> _Written request_
Repeat the listing below line for line, without any changes and without the pictures.

Picture annotation records
-- BEGIN --
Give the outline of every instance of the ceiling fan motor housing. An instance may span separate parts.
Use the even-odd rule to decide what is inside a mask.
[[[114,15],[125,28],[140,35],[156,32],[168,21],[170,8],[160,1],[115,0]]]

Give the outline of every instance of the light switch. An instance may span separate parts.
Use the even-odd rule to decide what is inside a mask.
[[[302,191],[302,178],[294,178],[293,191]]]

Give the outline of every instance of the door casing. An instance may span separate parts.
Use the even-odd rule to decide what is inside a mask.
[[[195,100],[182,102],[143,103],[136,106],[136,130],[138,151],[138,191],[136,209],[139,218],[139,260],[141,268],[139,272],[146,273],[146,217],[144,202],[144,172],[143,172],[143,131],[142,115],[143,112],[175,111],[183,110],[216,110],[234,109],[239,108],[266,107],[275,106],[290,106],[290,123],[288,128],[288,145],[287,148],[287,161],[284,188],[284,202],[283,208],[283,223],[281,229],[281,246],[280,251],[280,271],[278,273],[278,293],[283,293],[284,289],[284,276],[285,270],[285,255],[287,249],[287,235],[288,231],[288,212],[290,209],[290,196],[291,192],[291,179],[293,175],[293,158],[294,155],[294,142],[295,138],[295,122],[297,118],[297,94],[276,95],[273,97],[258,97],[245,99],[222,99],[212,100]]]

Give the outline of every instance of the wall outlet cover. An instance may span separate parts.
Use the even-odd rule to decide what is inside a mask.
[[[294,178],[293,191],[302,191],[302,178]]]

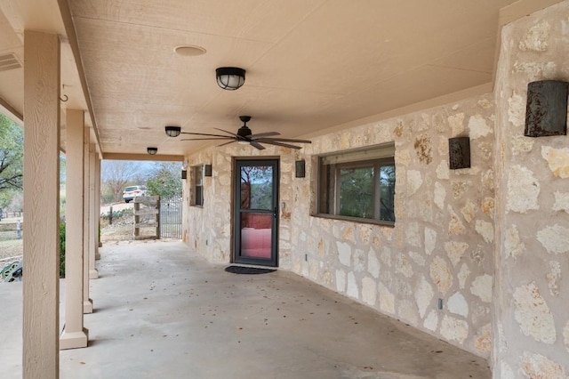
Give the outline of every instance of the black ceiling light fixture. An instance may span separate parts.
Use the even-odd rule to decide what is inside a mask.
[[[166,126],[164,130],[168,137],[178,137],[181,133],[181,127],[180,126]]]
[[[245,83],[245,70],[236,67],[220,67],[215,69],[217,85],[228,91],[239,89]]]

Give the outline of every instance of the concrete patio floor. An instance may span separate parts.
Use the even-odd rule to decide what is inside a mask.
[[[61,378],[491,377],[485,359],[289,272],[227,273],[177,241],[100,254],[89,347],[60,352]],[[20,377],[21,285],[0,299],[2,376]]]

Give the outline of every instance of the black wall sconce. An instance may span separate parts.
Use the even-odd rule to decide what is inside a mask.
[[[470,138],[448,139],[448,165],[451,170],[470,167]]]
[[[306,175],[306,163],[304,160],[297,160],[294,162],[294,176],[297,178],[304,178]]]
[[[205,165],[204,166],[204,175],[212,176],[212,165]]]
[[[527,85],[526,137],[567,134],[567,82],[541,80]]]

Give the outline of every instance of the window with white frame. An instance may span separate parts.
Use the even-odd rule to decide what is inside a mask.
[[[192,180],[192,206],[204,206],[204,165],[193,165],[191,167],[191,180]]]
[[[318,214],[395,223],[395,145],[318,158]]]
-- END --
> _Full response_
Give the outline of every instance of the ceiling fan motor housing. An instance may span separate parts.
Use the even-odd rule to decide what is inside a mask.
[[[114,15],[125,28],[140,35],[156,32],[168,21],[170,8],[160,1],[115,0]]]

Give the outline of every instance of the light switch. An instance may span separate parts.
Use the even-odd rule to decide what is inside a mask.
[[[302,191],[302,178],[294,178],[293,191]]]

Give the outline of every instance of the door casing. An instance may span separate parts.
Use the even-odd rule to decide what is inside a mask.
[[[195,100],[182,102],[143,103],[136,106],[136,130],[138,151],[138,191],[136,209],[139,218],[139,260],[141,268],[139,272],[146,273],[146,217],[144,202],[144,172],[143,172],[143,131],[142,115],[143,112],[175,111],[183,110],[216,110],[234,109],[239,108],[266,107],[275,106],[290,106],[290,123],[288,128],[288,145],[287,148],[287,161],[284,188],[284,202],[283,208],[283,223],[281,229],[281,246],[280,251],[280,271],[278,273],[278,293],[283,293],[284,289],[284,276],[285,270],[285,255],[287,249],[287,235],[288,231],[288,212],[290,209],[290,196],[291,192],[291,179],[293,175],[293,158],[294,155],[294,142],[295,138],[295,122],[297,118],[297,94],[276,95],[273,97],[258,97],[245,99],[222,99],[212,100]]]

Give the outline of every instance of the wall outlet cover. An instance may span separate parts.
Use the even-odd rule to decide what is inside a mask.
[[[294,178],[293,191],[302,191],[302,178]]]

Give the outline of every instance of the black ceiling light fixture. An instance may span separate parts.
Use the even-odd rule to decide what is inside a mask.
[[[166,126],[164,130],[168,137],[178,137],[181,133],[181,127],[180,126]]]
[[[245,83],[245,70],[236,67],[220,67],[215,69],[217,85],[228,91],[239,89]]]

Give the outline of every instance of the concrete patio floor. An instance may span separate parts.
Use the even-odd rule to decide what is inside a mask.
[[[61,378],[491,377],[485,359],[289,272],[227,273],[177,241],[100,254],[89,347],[60,352]],[[20,377],[21,285],[0,299],[2,376]]]

Give the outline of every instance of the black wall sconce. An instance may span separate parts.
Use the even-odd rule to decide what is inside a mask.
[[[470,138],[448,139],[448,165],[451,170],[470,167]]]
[[[306,175],[306,163],[304,160],[297,160],[294,162],[294,176],[297,178],[304,178]]]
[[[205,165],[204,166],[204,175],[212,176],[212,165]]]
[[[527,85],[526,137],[567,134],[567,82],[541,80]]]

Give the outline of every instance of the window with white frame. An instance may span separate parts.
Use the even-odd rule to decide what is inside a mask.
[[[192,180],[192,206],[204,206],[204,165],[193,165],[191,167],[191,180]]]
[[[318,214],[395,223],[395,145],[318,158]]]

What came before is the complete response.